→ EXPLORE THE MATERIAL:
(1) Answer from the text on AI in journalism:
(a) In which month did President Mnangagwa launch the Zimbabwe AI Strategy?
(b) According to Mwanawashe, what do vague prompts produce?
(c) What does he name as the most valuable skill in journalism?
(2) Carry on the text on AI in journalism from its last sentence.

Artificial intelligence trainer and veteran journalist Conrad Mwanawashe said the exercise perfectly illustrated why journalists must understand how to work with AI rather than blindly trust it.
“President Mnangagwa launched the Zimbabwe AI Strategy in March this year and it is incumbent upon us to operationalise this strategy by adopting AI ethically.
“AI is not there to take away our space, but to enhance how we source, package and distribute our news products,” he said.
Mwanawashe said many people wrongly assume that good AI results depend solely on sophisticated software.
“AI is a mirror reflecting your intellect and values. If you provide vague prompts, you get generic noise. To get brilliant, high-quality output, you must input detailed context, constraints and rigorous verification. You are the editor; the AI is merely your research assistant.”
He warned that journalists should never confuse eloquence with accuracy.
“AI writes with confidence even when it is wrong. Verification remains the most valuable skill in journalism,” he said.

→ DATA:

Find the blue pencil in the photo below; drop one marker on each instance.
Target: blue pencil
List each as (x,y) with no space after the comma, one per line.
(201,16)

→ EXERCISE RESPONSES:
(1)
(a) March
(b) Generic noise
(c) Verification

(2)
Mwanawashe said artificial intelligence could never replace a journalist’s instincts, local knowledge and unique storytelling ability.
“AI cannot emulate your unique journalistic voice, local insights or perspective. Always plan to rewrite, humanise and edit the AI’s response multiple times until it sounds like an experienced human reporter wrote it.”
He said journalists who will thrive in the coming years will be those who know how to ask better questions. “Journalists who will thrive in the next decade are not necessarily those with the biggest budgets or the most powerful computers. They are the ones who know how to ask the right questions and use the right tools to get answers faster,” he said.
Fellow participant and Zimpapers reporter Alicia Kadzviti, said the exercise fundamentally changed her perception of artificial intelligence.
“I came here believing AI was almost another reporter sitting beside me. I am leaving knowing it is more like a fast assistant. It can save time, but every sentence still needs a journalist’s eye,” she said.
Broadcast journalist at Harare Polytechnic Only Moyo said the workshop highlighted the importance of preserving Zimbabwean perspectives. “If we do not provide our local realities, AI will fill the gaps with information from somewhere else. That is how Harare suddenly became London,” he said.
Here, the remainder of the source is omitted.